→ **WHAT THE TASK REQUIRES**
The lines from the start of the records through the one containing "Reply as one" are to be restated word for word; please include both ends.

→ **DATA SUPPLIED**

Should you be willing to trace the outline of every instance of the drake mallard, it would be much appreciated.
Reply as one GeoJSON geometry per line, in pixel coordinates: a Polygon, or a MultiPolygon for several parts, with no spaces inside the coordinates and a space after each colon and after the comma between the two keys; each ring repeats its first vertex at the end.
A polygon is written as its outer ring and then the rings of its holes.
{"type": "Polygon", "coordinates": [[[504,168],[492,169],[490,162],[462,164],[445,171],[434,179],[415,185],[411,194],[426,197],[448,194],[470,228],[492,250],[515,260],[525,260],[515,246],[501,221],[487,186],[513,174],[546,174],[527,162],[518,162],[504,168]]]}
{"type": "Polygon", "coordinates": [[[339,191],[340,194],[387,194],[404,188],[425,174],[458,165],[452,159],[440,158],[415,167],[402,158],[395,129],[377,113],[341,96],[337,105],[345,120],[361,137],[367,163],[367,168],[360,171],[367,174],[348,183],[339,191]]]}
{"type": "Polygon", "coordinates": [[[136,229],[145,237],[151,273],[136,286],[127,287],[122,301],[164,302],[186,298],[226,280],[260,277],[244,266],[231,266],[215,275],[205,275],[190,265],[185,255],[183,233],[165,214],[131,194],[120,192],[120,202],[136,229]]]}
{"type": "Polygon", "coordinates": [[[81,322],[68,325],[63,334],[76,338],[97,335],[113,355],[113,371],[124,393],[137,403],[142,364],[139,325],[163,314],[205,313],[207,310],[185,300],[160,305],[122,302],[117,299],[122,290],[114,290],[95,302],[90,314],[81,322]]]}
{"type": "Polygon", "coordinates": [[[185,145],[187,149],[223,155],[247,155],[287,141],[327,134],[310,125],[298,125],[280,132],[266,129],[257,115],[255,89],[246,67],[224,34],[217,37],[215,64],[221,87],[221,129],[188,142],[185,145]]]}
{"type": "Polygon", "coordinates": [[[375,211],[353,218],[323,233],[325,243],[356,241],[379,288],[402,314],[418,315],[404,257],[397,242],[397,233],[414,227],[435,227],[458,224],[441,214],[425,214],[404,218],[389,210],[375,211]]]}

→ **TASK SOLUTION**
Should you be willing to trace the outline of every instance of the drake mallard, it would be much appreciated.
Reply as one GeoJSON geometry per line, in pixel coordinates: a Polygon, or a MultiPolygon for several parts, with no spaces inside the coordinates and a space after each colon and after the comma between the two keys; each ring repeats its first vertex at the end.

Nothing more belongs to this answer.